• **EXTRACT PROVIDED**:
1845 poem by Robert Browning

"Home Thoughts, from Abroad" is a poem by Robert Browning. It was written in 1845 while Browning was on a visit to northern Italy, and was first published in his Dramatic Romances and Lyrics. It is considered an exemplary work of Romantic literature for its evocation of a sense of longing and sentimental references to natural beauty.

==Text==
The poem is written as a first person in which the speaker expresses feelings of homesickness through sentimental references to the English countryside. The poem's opening lines are renowned for their evocation of patriotic nostalgia:

Oh, to be in England / Now that April’s there

Browning makes sentimental references to the flora of an English springtime, including brushwood, elm trees and pear tree blossom and to the sound of birdsong from chaffinches, whitethroats, swallows and thrushes. The speaker in the poem concludes by stating that the blooming English buttercups will be brighter than the "gaudy melon-flower" seen growing in Italy.

The poem is in two stanzas. The first stanza has an irregular metre consisting of alternating trimeter, tetrameter and pentameter lines and a final trimeter line, with an ABABCCDD rhyming scheme. The second stanza is longer consists almost entirely of pentameter lines except for one tetrameter line, and the rhyme is an AABCBCDDEEFF scheme.

==Legacy==
Browning's poem inspired singer-songwriter Clifford T Ward in his sentimental 1973 song "Home Thoughts from Abroad", which also makes reference to other romantic poets John Keats and William Wordsworth.

In 1995, Browning's "Home Thoughts from Abroad" was voted 46th in a BBC poll to find the United Kingdom's favourite poems.

• **DIRECTIONS**:
Reproduce the passage about "Home Thoughts, from Abroad" word for word, from "The poem is in" down to "Kingdom's favourite poems.". The records that come next are separate material with no connection to the passage about "Home Thoughts, from Abroad."

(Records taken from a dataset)

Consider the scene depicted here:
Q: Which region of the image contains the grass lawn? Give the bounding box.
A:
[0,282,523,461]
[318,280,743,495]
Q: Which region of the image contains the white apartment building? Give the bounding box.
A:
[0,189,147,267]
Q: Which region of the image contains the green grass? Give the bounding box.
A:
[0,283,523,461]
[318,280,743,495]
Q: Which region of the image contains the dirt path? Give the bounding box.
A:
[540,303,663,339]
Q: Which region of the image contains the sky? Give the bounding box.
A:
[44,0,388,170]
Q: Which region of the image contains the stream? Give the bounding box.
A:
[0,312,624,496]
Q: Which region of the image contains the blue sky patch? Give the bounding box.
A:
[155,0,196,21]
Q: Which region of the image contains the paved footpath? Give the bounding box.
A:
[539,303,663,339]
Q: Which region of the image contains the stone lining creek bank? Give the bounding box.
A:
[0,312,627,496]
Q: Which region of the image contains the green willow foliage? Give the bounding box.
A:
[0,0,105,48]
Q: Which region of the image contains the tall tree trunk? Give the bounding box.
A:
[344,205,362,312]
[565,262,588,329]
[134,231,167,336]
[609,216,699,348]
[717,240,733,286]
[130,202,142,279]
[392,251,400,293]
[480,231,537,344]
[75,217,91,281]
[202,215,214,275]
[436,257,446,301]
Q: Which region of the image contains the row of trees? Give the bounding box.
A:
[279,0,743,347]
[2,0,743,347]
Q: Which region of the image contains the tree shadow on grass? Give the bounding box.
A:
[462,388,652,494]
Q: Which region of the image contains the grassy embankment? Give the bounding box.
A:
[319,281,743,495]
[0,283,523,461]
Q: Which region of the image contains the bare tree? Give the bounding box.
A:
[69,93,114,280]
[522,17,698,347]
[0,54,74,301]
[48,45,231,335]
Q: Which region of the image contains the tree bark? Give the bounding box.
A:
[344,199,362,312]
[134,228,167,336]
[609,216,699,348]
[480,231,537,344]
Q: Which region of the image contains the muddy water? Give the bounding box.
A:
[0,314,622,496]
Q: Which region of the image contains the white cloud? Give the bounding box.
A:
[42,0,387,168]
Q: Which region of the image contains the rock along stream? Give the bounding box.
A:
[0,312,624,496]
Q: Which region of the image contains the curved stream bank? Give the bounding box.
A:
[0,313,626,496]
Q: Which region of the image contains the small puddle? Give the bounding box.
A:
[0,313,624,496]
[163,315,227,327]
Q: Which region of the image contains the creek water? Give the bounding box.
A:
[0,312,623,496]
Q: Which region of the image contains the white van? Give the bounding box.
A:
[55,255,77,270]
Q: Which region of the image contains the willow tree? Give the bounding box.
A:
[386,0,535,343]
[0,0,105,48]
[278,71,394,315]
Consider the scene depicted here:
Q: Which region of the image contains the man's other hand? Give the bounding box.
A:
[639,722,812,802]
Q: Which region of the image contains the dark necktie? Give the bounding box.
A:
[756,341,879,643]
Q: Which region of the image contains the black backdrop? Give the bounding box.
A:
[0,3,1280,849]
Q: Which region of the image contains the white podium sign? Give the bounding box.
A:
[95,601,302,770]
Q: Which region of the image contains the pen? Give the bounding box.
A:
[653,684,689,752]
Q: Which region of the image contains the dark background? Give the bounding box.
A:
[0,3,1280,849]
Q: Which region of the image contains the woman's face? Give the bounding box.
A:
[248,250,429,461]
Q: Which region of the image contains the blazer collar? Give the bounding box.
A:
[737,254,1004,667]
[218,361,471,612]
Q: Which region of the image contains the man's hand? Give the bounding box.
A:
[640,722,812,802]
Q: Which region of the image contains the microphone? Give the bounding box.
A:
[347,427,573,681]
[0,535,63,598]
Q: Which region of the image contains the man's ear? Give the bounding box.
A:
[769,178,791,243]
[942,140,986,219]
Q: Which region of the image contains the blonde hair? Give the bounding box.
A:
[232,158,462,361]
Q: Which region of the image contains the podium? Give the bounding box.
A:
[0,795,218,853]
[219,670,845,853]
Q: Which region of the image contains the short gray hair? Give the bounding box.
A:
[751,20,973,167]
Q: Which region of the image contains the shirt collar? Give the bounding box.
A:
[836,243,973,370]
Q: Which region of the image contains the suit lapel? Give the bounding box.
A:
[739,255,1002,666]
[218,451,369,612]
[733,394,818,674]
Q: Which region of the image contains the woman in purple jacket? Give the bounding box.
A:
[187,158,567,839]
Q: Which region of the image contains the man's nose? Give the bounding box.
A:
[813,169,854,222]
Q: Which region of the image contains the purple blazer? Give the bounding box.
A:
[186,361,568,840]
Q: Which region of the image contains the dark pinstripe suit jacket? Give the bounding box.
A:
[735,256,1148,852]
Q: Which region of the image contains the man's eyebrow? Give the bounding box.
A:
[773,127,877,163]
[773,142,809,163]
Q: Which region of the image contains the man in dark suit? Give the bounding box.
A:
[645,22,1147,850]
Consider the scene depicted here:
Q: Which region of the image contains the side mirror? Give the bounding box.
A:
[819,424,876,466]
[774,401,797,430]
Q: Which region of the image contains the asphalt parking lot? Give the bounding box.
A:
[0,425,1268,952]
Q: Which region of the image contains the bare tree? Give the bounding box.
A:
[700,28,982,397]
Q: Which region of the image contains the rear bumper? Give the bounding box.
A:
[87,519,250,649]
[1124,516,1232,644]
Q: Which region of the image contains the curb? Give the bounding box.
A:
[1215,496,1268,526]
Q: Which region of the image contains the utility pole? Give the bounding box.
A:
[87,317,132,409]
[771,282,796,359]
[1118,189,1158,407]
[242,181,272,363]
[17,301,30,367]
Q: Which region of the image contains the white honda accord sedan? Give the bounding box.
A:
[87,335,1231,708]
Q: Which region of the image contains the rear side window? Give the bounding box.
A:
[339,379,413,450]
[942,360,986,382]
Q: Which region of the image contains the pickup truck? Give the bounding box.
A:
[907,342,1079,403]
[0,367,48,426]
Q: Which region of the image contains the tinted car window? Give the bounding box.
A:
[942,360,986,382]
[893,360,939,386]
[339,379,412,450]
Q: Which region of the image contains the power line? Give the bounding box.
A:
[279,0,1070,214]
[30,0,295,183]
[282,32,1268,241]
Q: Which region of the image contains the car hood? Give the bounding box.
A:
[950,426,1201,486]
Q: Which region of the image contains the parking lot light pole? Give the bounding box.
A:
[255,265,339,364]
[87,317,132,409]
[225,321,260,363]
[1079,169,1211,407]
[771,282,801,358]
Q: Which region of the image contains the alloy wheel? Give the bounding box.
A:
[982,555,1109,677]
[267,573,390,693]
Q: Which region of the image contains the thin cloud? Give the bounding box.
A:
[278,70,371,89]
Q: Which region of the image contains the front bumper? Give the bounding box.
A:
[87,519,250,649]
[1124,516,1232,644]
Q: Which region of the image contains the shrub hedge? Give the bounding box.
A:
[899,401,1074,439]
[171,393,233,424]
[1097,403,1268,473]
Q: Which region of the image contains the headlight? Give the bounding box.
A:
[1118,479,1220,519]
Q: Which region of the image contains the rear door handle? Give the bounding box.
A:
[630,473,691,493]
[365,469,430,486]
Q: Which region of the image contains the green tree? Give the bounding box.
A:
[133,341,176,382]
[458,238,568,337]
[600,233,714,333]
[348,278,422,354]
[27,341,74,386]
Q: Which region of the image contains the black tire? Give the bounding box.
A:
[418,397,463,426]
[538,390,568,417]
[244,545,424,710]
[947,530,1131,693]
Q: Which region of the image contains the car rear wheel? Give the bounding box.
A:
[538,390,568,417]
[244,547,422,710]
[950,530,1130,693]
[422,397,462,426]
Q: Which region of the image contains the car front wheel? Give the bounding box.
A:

• **ANSWER AREA**:
The poem is in two stanzas. The first stanza has an irregular metre consisting of alternating trimeter, tetrameter and pentameter lines and a final trimeter line, with an ABABCCDD rhyming scheme. The second stanza is longer consists almost entirely of pentameter lines except for one tetrameter line, and the rhyme is an AABCBCDDEEFF scheme.

==Legacy==
Browning's poem inspired singer-songwriter Clifford T Ward in his sentimental 1973 song "Home Thoughts from Abroad", which also makes reference to other romantic poets John Keats and William Wordsworth.

In 1995, Browning's "Home Thoughts from Abroad" was voted 46th in a BBC poll to find the United Kingdom's favourite poems.